**YOUR INSTRUCTIONS:**
Please pick out each line in the items below that contains the string "boot", and copy those lines.

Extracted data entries
========================
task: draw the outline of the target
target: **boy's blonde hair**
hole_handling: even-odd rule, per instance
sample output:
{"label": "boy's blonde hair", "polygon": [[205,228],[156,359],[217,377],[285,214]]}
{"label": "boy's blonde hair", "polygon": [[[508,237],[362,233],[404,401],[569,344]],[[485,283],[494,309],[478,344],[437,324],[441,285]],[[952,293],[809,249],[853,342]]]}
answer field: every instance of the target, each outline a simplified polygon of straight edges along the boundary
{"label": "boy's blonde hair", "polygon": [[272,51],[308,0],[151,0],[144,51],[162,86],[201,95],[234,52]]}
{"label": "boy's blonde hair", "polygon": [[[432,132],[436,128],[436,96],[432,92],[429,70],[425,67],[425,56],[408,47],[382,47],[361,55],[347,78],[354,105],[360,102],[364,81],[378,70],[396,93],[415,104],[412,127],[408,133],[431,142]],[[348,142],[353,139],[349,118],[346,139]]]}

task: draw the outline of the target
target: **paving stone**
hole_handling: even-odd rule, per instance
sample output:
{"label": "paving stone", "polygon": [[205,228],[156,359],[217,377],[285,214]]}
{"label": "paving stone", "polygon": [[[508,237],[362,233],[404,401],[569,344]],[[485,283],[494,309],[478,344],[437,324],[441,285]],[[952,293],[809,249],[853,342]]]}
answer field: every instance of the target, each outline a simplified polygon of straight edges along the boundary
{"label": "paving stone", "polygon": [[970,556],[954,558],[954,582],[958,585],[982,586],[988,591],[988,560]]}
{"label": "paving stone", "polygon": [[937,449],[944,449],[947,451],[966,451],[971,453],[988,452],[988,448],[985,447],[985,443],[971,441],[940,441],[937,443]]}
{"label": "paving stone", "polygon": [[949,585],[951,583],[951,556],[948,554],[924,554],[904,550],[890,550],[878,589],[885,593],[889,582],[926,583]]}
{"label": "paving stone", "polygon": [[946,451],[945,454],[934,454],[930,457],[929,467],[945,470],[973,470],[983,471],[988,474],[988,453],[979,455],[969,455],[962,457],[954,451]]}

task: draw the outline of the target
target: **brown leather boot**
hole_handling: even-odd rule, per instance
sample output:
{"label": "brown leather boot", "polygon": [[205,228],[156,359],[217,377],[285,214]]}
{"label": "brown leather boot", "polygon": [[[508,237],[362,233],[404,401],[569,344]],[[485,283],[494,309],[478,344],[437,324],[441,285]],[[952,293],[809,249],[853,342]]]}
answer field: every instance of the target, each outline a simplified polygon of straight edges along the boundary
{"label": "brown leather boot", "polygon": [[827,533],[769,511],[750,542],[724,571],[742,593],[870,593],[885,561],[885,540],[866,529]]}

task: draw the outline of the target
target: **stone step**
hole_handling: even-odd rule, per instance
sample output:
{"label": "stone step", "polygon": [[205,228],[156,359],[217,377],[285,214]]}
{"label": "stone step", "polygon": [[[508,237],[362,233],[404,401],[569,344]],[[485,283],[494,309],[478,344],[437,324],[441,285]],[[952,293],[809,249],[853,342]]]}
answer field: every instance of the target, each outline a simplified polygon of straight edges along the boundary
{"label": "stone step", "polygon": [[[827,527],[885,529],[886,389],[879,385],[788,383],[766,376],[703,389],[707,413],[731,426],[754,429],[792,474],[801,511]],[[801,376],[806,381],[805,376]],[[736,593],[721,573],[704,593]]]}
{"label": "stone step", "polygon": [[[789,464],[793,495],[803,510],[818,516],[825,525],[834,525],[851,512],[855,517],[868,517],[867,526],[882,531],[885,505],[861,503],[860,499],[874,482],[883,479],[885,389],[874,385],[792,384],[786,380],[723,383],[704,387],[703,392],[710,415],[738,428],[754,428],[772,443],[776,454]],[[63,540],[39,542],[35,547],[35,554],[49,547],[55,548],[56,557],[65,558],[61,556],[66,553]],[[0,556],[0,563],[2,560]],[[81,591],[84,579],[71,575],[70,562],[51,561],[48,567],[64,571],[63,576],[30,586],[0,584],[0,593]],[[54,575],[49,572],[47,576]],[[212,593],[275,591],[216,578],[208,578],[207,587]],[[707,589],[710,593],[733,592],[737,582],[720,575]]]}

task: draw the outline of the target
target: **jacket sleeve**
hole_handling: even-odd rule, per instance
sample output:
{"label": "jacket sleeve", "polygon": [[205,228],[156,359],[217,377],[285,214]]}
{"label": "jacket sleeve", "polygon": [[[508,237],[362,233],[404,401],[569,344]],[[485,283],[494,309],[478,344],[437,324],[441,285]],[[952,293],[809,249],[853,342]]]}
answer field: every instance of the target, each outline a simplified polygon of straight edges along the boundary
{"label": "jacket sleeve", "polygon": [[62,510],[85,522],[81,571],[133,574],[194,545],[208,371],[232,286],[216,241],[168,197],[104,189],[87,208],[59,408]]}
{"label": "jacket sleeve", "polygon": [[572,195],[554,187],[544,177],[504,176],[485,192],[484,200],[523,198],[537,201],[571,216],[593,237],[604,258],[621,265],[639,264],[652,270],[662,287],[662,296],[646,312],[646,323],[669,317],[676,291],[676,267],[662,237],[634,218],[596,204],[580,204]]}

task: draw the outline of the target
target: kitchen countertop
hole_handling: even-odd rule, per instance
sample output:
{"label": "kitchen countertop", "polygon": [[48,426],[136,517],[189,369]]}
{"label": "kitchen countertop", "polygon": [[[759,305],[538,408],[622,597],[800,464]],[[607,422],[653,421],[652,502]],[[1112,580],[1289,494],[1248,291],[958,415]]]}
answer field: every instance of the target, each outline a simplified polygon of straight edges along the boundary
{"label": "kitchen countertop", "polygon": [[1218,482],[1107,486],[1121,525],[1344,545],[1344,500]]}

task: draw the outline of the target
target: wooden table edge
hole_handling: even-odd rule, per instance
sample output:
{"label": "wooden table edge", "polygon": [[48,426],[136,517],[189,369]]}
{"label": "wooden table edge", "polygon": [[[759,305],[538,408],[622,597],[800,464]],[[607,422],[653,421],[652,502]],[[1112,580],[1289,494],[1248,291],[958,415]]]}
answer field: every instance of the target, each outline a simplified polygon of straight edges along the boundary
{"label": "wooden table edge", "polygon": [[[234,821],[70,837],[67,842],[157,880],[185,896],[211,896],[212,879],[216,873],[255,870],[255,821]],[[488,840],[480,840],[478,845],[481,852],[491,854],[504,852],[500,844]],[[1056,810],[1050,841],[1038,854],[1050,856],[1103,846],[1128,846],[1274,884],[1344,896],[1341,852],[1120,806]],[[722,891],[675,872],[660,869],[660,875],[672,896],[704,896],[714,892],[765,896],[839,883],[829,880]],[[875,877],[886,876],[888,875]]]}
========================
**RIGHT ANSWER:**
target: **brown leather boot**
{"label": "brown leather boot", "polygon": [[205,228],[156,359],[217,377],[285,214]]}
{"label": "brown leather boot", "polygon": [[[508,237],[362,233],[404,401],[569,344]],[[485,283],[494,309],[478,344],[437,324],[441,285]],[[952,293],[809,249],[853,342]]]}
{"label": "brown leather boot", "polygon": [[827,533],[769,511],[750,542],[724,571],[742,593],[870,593],[885,561],[885,540],[866,529]]}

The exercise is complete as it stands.